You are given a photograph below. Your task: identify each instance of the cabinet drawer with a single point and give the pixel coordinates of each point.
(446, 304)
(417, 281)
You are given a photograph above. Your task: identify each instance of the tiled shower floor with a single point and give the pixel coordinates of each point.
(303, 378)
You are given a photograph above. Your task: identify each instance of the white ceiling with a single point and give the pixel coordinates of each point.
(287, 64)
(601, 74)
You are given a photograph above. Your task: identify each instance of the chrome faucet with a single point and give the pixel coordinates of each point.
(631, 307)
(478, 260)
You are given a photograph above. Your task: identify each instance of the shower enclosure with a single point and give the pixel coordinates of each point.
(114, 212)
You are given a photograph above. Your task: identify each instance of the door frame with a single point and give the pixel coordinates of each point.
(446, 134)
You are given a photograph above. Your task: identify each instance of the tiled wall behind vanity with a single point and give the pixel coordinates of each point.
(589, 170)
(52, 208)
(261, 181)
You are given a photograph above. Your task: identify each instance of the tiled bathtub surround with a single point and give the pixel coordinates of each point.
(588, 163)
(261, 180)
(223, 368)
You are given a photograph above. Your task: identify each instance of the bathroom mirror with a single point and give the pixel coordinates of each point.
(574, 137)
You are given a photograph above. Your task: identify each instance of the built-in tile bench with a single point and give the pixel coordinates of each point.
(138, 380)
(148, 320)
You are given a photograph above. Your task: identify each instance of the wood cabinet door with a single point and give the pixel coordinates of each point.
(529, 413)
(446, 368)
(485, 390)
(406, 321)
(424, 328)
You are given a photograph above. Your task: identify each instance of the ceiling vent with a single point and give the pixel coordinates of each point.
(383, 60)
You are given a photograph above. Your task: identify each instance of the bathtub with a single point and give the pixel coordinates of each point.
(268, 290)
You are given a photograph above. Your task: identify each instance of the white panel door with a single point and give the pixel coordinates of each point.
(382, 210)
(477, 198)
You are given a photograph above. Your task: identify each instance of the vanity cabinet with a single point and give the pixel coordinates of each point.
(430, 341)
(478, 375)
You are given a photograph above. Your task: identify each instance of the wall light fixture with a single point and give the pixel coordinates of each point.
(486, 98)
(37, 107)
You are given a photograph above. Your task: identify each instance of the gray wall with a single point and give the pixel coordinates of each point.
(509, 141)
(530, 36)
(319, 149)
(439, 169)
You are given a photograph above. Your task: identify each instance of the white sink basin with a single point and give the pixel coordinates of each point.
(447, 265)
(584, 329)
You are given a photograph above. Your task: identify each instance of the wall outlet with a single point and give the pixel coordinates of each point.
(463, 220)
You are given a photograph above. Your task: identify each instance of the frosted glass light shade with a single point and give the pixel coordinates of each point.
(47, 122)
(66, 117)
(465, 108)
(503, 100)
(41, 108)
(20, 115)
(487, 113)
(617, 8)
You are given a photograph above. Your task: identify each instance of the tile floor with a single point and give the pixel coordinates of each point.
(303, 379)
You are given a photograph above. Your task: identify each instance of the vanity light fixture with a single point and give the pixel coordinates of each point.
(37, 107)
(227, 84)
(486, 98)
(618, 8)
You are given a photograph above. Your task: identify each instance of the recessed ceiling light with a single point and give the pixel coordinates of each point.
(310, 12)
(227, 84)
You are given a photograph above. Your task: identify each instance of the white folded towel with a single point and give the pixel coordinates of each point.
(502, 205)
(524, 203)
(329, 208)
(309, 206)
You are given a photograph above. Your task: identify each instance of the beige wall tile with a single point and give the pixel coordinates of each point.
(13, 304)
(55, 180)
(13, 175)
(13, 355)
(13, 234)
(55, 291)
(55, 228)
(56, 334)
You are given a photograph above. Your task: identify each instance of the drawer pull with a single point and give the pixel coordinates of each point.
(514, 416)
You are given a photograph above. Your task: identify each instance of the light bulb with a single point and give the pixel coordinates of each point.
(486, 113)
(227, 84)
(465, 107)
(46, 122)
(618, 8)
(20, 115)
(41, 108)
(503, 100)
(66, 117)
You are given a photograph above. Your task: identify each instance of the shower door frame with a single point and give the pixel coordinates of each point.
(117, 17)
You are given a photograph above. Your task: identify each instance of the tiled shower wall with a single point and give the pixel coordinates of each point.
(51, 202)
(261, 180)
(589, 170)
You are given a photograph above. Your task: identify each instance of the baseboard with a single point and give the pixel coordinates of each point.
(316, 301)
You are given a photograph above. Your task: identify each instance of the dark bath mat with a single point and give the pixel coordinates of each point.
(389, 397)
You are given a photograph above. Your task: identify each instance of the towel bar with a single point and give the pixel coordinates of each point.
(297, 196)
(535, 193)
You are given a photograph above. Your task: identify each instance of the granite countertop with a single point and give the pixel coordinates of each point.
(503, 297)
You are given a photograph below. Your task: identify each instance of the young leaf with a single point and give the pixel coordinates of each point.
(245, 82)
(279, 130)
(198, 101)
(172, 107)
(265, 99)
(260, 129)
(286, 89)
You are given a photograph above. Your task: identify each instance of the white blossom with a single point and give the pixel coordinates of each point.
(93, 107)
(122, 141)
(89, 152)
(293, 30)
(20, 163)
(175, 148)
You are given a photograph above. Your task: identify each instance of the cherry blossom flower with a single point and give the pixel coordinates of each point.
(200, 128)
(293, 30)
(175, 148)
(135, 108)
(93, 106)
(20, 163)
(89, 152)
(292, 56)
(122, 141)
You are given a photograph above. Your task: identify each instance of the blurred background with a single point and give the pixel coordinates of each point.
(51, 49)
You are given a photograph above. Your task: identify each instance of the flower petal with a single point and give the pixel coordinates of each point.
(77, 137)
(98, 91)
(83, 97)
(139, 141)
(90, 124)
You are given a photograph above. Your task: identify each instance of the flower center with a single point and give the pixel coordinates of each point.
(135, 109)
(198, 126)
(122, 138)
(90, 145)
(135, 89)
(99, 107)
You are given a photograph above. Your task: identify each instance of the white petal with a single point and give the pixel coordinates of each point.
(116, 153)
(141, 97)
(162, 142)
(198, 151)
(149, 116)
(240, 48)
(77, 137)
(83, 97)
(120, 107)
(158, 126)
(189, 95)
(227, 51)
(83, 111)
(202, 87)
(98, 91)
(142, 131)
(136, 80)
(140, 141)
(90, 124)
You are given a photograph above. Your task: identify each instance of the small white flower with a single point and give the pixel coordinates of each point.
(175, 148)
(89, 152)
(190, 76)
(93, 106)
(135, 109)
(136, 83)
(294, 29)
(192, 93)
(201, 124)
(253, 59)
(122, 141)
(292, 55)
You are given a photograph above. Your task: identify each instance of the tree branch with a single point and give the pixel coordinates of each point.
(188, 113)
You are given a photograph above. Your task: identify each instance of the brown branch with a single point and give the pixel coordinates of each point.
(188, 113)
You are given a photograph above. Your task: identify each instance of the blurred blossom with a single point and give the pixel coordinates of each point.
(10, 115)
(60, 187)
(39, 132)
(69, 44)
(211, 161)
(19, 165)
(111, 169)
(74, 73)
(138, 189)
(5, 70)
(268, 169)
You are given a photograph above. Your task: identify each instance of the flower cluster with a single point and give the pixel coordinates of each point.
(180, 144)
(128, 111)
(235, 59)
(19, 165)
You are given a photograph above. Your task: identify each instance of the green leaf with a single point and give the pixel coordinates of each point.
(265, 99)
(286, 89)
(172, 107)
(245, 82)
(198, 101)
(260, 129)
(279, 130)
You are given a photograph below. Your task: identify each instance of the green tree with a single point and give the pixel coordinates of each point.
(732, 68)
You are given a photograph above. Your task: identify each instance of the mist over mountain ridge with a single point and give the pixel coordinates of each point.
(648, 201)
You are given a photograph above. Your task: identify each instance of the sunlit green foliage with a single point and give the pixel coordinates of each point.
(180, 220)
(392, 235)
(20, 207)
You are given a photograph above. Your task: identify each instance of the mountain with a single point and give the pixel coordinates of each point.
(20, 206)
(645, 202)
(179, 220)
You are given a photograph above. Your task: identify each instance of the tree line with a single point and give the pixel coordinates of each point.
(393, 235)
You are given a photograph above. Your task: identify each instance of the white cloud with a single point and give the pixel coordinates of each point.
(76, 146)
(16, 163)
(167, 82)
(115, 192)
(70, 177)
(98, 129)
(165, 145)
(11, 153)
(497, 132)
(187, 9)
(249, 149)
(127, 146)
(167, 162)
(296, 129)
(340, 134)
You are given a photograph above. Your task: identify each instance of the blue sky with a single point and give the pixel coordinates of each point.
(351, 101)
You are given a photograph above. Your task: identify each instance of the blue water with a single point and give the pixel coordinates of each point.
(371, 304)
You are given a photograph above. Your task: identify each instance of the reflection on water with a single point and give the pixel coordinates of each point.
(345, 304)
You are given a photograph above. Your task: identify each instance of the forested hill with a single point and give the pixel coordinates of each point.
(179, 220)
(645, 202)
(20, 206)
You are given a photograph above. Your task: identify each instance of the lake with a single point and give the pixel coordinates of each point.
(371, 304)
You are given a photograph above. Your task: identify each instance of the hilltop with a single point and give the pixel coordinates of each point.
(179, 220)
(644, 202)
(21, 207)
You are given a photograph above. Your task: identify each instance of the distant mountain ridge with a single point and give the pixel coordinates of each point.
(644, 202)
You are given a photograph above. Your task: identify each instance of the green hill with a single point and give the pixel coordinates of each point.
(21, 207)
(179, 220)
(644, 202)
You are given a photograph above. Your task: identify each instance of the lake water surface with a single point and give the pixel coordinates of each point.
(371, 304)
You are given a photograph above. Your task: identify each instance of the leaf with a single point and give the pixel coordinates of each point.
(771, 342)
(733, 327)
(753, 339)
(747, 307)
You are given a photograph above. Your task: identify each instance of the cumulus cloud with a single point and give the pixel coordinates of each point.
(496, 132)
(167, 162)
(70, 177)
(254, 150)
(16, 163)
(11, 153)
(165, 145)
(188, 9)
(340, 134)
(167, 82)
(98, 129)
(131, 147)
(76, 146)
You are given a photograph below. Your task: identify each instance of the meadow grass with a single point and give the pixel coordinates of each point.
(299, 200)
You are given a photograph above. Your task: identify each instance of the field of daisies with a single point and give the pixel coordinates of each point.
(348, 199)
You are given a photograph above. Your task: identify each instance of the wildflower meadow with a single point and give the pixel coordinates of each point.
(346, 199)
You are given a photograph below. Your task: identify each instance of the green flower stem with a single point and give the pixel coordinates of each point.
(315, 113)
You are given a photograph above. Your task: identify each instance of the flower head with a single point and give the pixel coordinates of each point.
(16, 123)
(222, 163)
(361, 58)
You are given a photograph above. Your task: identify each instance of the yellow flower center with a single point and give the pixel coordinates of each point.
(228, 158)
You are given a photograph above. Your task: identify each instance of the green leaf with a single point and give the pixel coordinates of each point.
________________
WHAT THIS TASK INVOLVES
Everything from the line containing "of the distant" through the last line of the records must be given again exactly; leave out all other lines.

FINAL RESULT
You are given a photograph above. Your task: identify each instance of the distant mountain ridge with a single point and give the pixel coordinates of each point.
(644, 202)
You are given a photograph above. Your task: identify each instance of the green hill with a single point and give the pixel coordinates of each point.
(21, 207)
(179, 220)
(644, 202)
You are given a photograph above. Your task: identify each instance of the lake water surface with a single point and give the pixel coordinates of each point.
(371, 304)
You are given a photograph above. Your task: identify each instance of the leaf with a single point and give the pixel coordinates of each point.
(771, 342)
(733, 327)
(753, 339)
(747, 307)
You are given a photograph above. Your task: identify each instance of the cumulus cloud with a single point and give the pixel coordinates of each point.
(496, 132)
(167, 162)
(70, 177)
(254, 150)
(16, 163)
(11, 153)
(165, 145)
(188, 9)
(340, 134)
(167, 82)
(98, 129)
(131, 147)
(76, 146)
You are given a photograph below. Your task: identify each instance of the meadow grass with a single point and give the pixel coordinates of each point.
(299, 200)
You are given a photograph above. Your task: identify each instance of the field of daisies with a single point and give the pixel coordinates of each point.
(348, 199)
You are given a photograph above. Your task: identify each instance of the wildflower meadow with a single point and give the pixel coordinates of each point.
(346, 199)
You are given a photograph below. Your task: identify each instance of the green flower stem with a single point and give the pixel coordinates of each point.
(315, 113)
You are given a photograph above. Your task: identify each instance of the flower head with a single point and give the pixel coordinates of each point.
(16, 123)
(222, 163)
(361, 58)
You are given a photograph above. Your task: identify each instance of the yellow flower center with a single point and give the pixel coordinates of each point.
(228, 158)
You are given a photograph above. Your task: identify each instance of the green leaf with a single point and give the pixel coordinates of each point.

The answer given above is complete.